TEXTAUSZUG:
----
Ausgehend von dem Grundsatz, dass Geschäfts- und Handlungsfähigkeit eines Volljährigen die Regel, Geschäfts- und Handlungsunfähigkeit (§ 104 Nr. 2 Bürgerliches Gesetzbuch – BGB) die Ausnahme bilden und die materielle Beweislast für diese Ausnahme denjenigen trifft, der Rechte daraus herleitet, geht die Nichterweislichkeit der Geschäftsunfähigkeit der Klägerin im oben genannten Zeitraum zu ihren Lasten (vgl. für den Fall eines ehemaligen Beamten mit einer Psychose aus dem schizophrenen Formenkreis: VGH Mannheim, B.v. 17.4.2000 – 4 S 1588/98 – juris Rn. 14 f.).
----
DATENAUSZUG:

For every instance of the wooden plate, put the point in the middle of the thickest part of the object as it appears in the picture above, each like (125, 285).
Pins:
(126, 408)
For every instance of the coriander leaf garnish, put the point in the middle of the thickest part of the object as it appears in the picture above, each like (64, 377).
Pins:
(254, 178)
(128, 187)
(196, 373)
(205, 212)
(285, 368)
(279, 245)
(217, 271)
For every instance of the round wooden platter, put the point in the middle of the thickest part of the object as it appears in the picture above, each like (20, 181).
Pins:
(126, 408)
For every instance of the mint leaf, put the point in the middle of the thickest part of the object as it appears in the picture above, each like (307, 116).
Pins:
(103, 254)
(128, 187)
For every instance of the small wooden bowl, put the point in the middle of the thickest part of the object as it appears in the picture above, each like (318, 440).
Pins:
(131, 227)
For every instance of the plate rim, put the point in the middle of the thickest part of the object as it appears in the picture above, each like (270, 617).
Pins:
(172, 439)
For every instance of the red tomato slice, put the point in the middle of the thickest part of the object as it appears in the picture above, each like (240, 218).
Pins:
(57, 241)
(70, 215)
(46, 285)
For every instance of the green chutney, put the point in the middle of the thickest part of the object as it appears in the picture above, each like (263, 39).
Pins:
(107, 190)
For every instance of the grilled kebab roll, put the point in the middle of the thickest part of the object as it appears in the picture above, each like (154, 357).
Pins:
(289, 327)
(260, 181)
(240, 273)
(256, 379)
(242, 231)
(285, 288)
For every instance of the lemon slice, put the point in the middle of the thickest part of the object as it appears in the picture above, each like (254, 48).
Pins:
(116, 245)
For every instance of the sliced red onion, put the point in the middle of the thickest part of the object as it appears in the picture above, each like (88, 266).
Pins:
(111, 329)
----
AUFGABENSTELLUNG:
(a) Wen trifft laut Textauszug die materielle Beweislast für die Ausnahme der Geschäfts- und Handlungsunfähigkeit?
(b) Gib den Textauszug wörtlich wieder, beginnend bei „Ausgehend von dem“ und endend bei „Rn. 14 f.).“.
Das Material ist vom Textauszug unabhängig.

ERGEBNISSE:
(a) Denjenigen, der Rechte daraus herleitet.

(b)
Ausgehend von dem Grundsatz, dass Geschäfts- und Handlungsfähigkeit eines Volljährigen die Regel, Geschäfts- und Handlungsunfähigkeit (§ 104 Nr. 2 Bürgerliches Gesetzbuch – BGB) die Ausnahme bilden und die materielle Beweislast für diese Ausnahme denjenigen trifft, der Rechte daraus herleitet, geht die Nichterweislichkeit der Geschäftsunfähigkeit der Klägerin im oben genannten Zeitraum zu ihren Lasten (vgl. für den Fall eines ehemaligen Beamten mit einer Psychose aus dem schizophrenen Formenkreis: VGH Mannheim, B.v. 17.4.2000 – 4 S 1588/98 – juris Rn. 14 f.).